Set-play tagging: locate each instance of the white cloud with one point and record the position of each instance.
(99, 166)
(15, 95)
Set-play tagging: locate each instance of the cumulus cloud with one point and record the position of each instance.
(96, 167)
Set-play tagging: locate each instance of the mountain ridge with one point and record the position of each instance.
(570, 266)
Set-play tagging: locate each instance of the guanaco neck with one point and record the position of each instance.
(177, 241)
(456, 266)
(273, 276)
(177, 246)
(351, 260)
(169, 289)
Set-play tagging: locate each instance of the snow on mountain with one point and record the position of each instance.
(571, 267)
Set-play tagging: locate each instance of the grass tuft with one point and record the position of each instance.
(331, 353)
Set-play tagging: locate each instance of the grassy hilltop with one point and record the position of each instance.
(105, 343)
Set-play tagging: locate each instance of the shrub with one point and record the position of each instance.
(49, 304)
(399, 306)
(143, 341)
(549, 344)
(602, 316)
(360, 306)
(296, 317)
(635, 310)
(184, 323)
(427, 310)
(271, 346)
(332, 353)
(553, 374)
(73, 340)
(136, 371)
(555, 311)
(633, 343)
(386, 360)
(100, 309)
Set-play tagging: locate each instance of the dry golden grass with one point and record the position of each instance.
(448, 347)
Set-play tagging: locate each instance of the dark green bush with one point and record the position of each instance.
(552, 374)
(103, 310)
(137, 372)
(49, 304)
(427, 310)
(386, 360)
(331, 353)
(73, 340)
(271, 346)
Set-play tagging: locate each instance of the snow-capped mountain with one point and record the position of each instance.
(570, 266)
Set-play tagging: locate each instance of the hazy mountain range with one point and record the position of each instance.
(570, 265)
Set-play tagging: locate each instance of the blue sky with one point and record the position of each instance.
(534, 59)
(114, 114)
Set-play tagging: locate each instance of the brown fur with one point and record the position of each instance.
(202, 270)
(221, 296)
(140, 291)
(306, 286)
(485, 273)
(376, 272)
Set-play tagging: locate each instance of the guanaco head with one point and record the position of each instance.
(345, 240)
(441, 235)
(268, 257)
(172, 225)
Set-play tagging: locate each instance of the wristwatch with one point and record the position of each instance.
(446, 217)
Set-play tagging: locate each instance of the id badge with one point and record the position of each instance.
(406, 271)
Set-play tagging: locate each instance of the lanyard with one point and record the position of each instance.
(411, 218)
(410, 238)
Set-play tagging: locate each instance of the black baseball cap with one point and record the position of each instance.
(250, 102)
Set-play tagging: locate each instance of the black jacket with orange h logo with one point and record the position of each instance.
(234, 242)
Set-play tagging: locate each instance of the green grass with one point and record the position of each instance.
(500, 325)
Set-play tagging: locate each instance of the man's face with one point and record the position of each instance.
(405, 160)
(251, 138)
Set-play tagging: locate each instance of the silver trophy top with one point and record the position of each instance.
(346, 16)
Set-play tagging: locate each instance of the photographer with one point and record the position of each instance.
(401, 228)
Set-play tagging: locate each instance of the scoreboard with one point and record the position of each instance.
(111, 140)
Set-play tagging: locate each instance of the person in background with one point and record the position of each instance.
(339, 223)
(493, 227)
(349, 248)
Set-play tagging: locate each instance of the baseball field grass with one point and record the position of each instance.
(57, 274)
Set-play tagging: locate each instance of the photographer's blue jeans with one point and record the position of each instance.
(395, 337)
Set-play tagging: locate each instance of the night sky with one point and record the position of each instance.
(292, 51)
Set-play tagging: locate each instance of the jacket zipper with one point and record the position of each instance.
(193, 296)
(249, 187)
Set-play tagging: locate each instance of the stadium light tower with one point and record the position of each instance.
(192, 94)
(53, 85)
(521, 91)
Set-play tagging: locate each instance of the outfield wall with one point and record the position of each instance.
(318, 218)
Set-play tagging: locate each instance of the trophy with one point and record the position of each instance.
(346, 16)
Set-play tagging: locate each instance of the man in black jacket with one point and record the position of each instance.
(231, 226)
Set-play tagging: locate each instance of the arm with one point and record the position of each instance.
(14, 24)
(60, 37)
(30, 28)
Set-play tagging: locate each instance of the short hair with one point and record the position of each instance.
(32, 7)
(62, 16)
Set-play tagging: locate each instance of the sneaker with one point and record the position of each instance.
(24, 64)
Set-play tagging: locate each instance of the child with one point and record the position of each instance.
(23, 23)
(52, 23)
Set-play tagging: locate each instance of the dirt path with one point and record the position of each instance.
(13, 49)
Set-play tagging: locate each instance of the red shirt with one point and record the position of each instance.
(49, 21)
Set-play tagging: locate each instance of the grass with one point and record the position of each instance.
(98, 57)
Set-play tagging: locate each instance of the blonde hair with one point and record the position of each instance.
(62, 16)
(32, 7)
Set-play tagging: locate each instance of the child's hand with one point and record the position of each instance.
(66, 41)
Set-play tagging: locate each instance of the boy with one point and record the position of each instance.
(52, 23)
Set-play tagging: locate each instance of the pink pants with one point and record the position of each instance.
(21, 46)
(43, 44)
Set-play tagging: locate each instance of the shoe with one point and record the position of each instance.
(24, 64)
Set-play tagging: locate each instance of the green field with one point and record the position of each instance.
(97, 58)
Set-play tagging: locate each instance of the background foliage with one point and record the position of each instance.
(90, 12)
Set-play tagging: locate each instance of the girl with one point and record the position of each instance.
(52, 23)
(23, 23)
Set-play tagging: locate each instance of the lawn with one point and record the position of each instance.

### Instructions for the task
Every record above should be output exactly.

### Task solution
Set-play tagging: locate each instance of the white cloud with one point and record the position of each instance.
(99, 166)
(15, 95)
Set-play tagging: locate each instance of the cumulus cloud with one point and record the position of each instance.
(96, 167)
Set-play tagging: locate each instance of the mountain ridge with one point and record the position of each instance.
(570, 266)
Set-play tagging: locate each instance of the guanaco neck with one point and record the position of each instance.
(177, 241)
(456, 266)
(273, 276)
(177, 246)
(351, 260)
(169, 289)
Set-play tagging: locate each instance of the snow on mountain with one point and record the position of each instance.
(571, 267)
Set-play tagging: locate each instance of the grass tuft with one point and record the position of each instance.
(331, 353)
Set-play tagging: locate each instance of the grassy hilltop with one point and record the position of each instance.
(105, 343)
Set-play tagging: locate each instance of the shrub with one point and record the position of each instance.
(49, 304)
(399, 306)
(143, 341)
(549, 344)
(602, 316)
(360, 306)
(296, 317)
(635, 310)
(184, 323)
(427, 310)
(271, 346)
(332, 353)
(553, 374)
(73, 340)
(136, 371)
(555, 311)
(633, 343)
(386, 360)
(100, 309)
Set-play tagging: locate each instance of the dry golden grass with one point and record the position of each instance.
(448, 347)
Set-play tagging: locate each instance of the dark green bush with one point and record the position of each instance.
(552, 374)
(103, 310)
(137, 372)
(49, 304)
(427, 310)
(386, 360)
(331, 353)
(73, 340)
(271, 346)
Set-play tagging: locate each instance of the snow-capped mountain with one point and record the position of each instance.
(570, 266)
Set-play tagging: locate each instance of the hazy mountain range with one point and record the position of each instance.
(570, 265)
Set-play tagging: locate each instance of the blue sky with one point and record the position of each instance.
(534, 59)
(114, 114)
Set-play tagging: locate each instance of the brown fur with one point and record the position of each instance.
(202, 270)
(221, 296)
(140, 291)
(306, 286)
(485, 273)
(376, 272)
Set-play tagging: locate each instance of the guanaco head with one point and record the position of each instance.
(345, 240)
(441, 235)
(268, 257)
(172, 225)
Set-play tagging: locate each instance of the wristwatch with one point and record the position of each instance.
(446, 217)
Set-play tagging: locate each instance of the id badge with one point and record the position of each instance.
(406, 271)
Set-play tagging: locate each instance of the lanyard with one point and record the position of each instance.
(411, 218)
(410, 238)
Set-play tagging: locate each instance of the black baseball cap with one point and record the position of each instance.
(250, 102)
Set-play tagging: locate each instance of the black jacket with orange h logo with one point and record the position of each instance.
(234, 242)
Set-play tagging: locate each instance of the green grass with one point and record the position of each instance.
(500, 325)
Set-play tagging: locate each instance of the man's face with one point and record the position of each instance.
(405, 160)
(251, 138)
Set-play tagging: locate each instance of the silver trophy top with one point and record the position of each instance.
(346, 16)
Set-play tagging: locate each instance of the photographer with one point and record the position of each instance.
(401, 228)
Set-play tagging: locate each instance of the scoreboard with one point and record the position of each instance.
(111, 140)
Set-play tagging: locate each instance of the person in background with one point and record the position of each instance.
(339, 223)
(493, 227)
(349, 248)
Set-play tagging: locate each instance of the baseball field grass with one point and record the position of each instance.
(57, 274)
Set-play tagging: locate each instance of the photographer's blue jeans with one point and record the position of each instance.
(395, 337)
Set-play tagging: locate each instance of the night sky with one point and record the position of each instance.
(292, 51)
Set-play tagging: locate each instance of the jacket zipper with one point and record the position of each instance.
(193, 296)
(249, 187)
Set-play tagging: locate each instance of the stadium light tower with one point and record the position of each instance.
(192, 94)
(53, 85)
(521, 91)
Set-play tagging: locate each instance of the outfield wall with one point and record the position of each instance.
(318, 218)
Set-play tagging: locate each instance of the trophy with one point and record the position of each instance.
(346, 16)
Set-play tagging: locate each instance of the man in black jacket with one point and record the position of each instance.
(231, 226)
Set-play tagging: locate each instance of the arm with one point and record the position of each instance.
(14, 24)
(60, 37)
(30, 28)
Set-play tagging: locate each instance of the short hair with one point and record the position of each instance.
(32, 7)
(62, 16)
Set-play tagging: locate each instance of the sneaker with one point and record the position of each instance.
(24, 64)
Set-play tagging: locate each instance of the child with one point and record the position of each instance.
(23, 23)
(52, 23)
Set-play tagging: locate each instance of the dirt path with one point and record the position of each instance.
(13, 49)
Set-play tagging: locate each instance of the red shirt with one point and record the position of each instance.
(49, 21)
Set-play tagging: locate each instance of the grass with one point and record the position of each instance.
(98, 57)
Set-play tagging: locate each instance of the blonde hair with one point and record the position of each instance.
(62, 16)
(32, 7)
Set-play tagging: locate each instance of the child's hand with one point and record the position of each instance.
(66, 41)
Set-play tagging: locate each instance of the boy with one point and record the position of each instance.
(52, 23)
Set-play tagging: locate each instance of the pink pants with one point and record the position of each instance.
(21, 46)
(43, 44)
Set-play tagging: locate each instance of the shoe with one point and record the position of each instance.
(24, 64)
Set-play tagging: locate each instance of the green field with one point and record the position of each instance.
(97, 58)
Set-play tagging: locate each instance of the background foliage with one point and record the position of each instance.
(90, 12)
Set-play tagging: locate each instance of the girl with one point and record the position of each instance.
(52, 23)
(23, 23)
Set-play tagging: locate each instance of the lawn with one point and record the position of each instance.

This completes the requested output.